Instruction. Every entry needs to be printed exactly, please.

Collected data entries.
━━━━━━━━━━━━━━━━

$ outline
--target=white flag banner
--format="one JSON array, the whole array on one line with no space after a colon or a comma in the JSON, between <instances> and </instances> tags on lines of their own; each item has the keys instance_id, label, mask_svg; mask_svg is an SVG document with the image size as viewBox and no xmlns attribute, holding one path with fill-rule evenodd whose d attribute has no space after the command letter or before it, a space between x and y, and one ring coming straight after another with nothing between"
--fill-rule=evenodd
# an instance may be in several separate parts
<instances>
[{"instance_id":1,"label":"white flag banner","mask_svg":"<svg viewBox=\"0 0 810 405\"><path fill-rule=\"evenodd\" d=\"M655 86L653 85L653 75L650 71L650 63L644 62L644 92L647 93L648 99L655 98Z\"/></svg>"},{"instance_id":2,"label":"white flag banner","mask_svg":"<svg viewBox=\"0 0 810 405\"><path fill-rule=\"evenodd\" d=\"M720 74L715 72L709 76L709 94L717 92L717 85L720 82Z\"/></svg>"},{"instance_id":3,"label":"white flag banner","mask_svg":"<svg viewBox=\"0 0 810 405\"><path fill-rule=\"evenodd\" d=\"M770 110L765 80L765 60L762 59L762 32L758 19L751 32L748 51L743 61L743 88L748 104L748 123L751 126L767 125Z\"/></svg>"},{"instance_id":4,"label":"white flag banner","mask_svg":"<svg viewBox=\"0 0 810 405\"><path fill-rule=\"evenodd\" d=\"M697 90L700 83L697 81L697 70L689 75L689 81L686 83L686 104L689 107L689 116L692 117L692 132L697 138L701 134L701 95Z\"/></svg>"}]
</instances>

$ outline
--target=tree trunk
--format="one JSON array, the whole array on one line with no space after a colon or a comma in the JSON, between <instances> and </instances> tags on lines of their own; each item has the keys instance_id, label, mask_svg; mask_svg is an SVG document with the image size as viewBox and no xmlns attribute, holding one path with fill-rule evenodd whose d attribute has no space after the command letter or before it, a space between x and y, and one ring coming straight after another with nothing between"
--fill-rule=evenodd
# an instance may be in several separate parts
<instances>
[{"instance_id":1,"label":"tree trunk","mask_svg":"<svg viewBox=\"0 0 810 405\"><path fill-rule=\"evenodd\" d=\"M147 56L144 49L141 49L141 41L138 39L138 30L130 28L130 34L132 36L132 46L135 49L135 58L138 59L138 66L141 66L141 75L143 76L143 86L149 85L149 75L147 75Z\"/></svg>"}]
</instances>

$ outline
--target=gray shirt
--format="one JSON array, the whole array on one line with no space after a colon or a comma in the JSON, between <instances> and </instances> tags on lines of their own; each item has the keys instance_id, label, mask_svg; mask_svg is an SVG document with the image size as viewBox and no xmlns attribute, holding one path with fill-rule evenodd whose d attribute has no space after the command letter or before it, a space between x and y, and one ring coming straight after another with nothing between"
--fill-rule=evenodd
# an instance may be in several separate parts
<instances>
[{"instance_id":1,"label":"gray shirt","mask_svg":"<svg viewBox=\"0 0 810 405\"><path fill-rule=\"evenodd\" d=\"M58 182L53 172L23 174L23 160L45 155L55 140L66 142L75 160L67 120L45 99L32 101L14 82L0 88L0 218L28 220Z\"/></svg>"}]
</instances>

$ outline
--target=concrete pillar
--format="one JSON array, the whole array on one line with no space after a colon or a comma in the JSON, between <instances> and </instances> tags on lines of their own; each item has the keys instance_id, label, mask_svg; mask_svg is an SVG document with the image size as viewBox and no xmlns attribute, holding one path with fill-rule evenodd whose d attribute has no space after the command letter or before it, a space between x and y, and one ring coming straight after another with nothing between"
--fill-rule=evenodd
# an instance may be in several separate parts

━━━━━━━━━━━━━━━━

Expected answer.
$ outline
--target=white flag banner
--format="one JSON array, the whole array on one line with no space after a colon or a comma in the JSON, between <instances> and </instances> tags on lines of their own; each item has the keys instance_id, label, mask_svg; mask_svg is an SVG document with the image size as viewBox and no xmlns attribute, holding one path with fill-rule evenodd whose d attribute has no space after the command letter or before it, a space between x and y, and one ring coming straight after another with nothing between"
--fill-rule=evenodd
# an instance may be in several separate parts
<instances>
[{"instance_id":1,"label":"white flag banner","mask_svg":"<svg viewBox=\"0 0 810 405\"><path fill-rule=\"evenodd\" d=\"M655 86L653 85L653 75L650 71L650 63L644 62L644 92L647 93L648 99L655 98Z\"/></svg>"},{"instance_id":2,"label":"white flag banner","mask_svg":"<svg viewBox=\"0 0 810 405\"><path fill-rule=\"evenodd\" d=\"M720 74L715 72L709 76L709 94L717 92L717 85L720 82Z\"/></svg>"},{"instance_id":3,"label":"white flag banner","mask_svg":"<svg viewBox=\"0 0 810 405\"><path fill-rule=\"evenodd\" d=\"M770 110L765 80L765 60L762 59L762 32L758 19L751 32L748 51L743 61L743 88L748 104L748 123L751 126L767 125Z\"/></svg>"},{"instance_id":4,"label":"white flag banner","mask_svg":"<svg viewBox=\"0 0 810 405\"><path fill-rule=\"evenodd\" d=\"M697 90L700 83L697 81L697 70L689 75L689 81L686 83L686 104L689 107L689 116L692 117L692 132L697 138L701 134L701 95Z\"/></svg>"}]
</instances>

$ outline
--target=tree trunk
--format="one JSON array, the whole array on one line with no space after a colon or a comma in the JSON, between <instances> and </instances> tags on lines of their own; each item has the keys instance_id, label, mask_svg; mask_svg is an SVG document with the image size as viewBox and no xmlns attribute, holding one path with fill-rule evenodd whose d attribute has no space after the command letter or before it, a space between x and y, and one ring coming straight after another with nothing between"
--fill-rule=evenodd
# an instance may be in several separate parts
<instances>
[{"instance_id":1,"label":"tree trunk","mask_svg":"<svg viewBox=\"0 0 810 405\"><path fill-rule=\"evenodd\" d=\"M147 56L144 49L141 49L141 41L138 39L138 30L130 28L130 34L132 36L132 46L135 49L135 58L138 59L138 66L141 66L141 75L143 76L143 86L149 85L149 75L147 75Z\"/></svg>"}]
</instances>

$ outline
--target=gray shirt
--format="one JSON array, the whole array on one line with no space after a colon or a comma in the JSON, between <instances> and </instances> tags on lines of their own; each item has the keys instance_id, label, mask_svg; mask_svg is an SVG document with the image size as viewBox and no xmlns attribute, holding one path with fill-rule evenodd whose d attribute has no space after the command letter or before it, a space between x and y, and one ring coming straight after another with nothing between"
--fill-rule=evenodd
# an instance may be in several separate parts
<instances>
[{"instance_id":1,"label":"gray shirt","mask_svg":"<svg viewBox=\"0 0 810 405\"><path fill-rule=\"evenodd\" d=\"M58 182L53 172L23 174L23 160L45 155L55 140L66 142L75 160L67 120L45 99L32 101L14 82L0 88L0 218L28 220Z\"/></svg>"}]
</instances>

$ outline
--target=concrete pillar
--format="one JSON array, the whole array on one line with no space after a colon or a comma in the JSON, between <instances> and </instances> tags on lines of their own; each item has the keys instance_id, label, mask_svg; mask_svg is an SVG document with the image size as viewBox and no xmlns attribute, holding one path with fill-rule evenodd whose d attribute has no space after the command letter or before it, a space between x and y, and one ring coming straight after another with nothing between"
--fill-rule=evenodd
# an instance may be in several separate parts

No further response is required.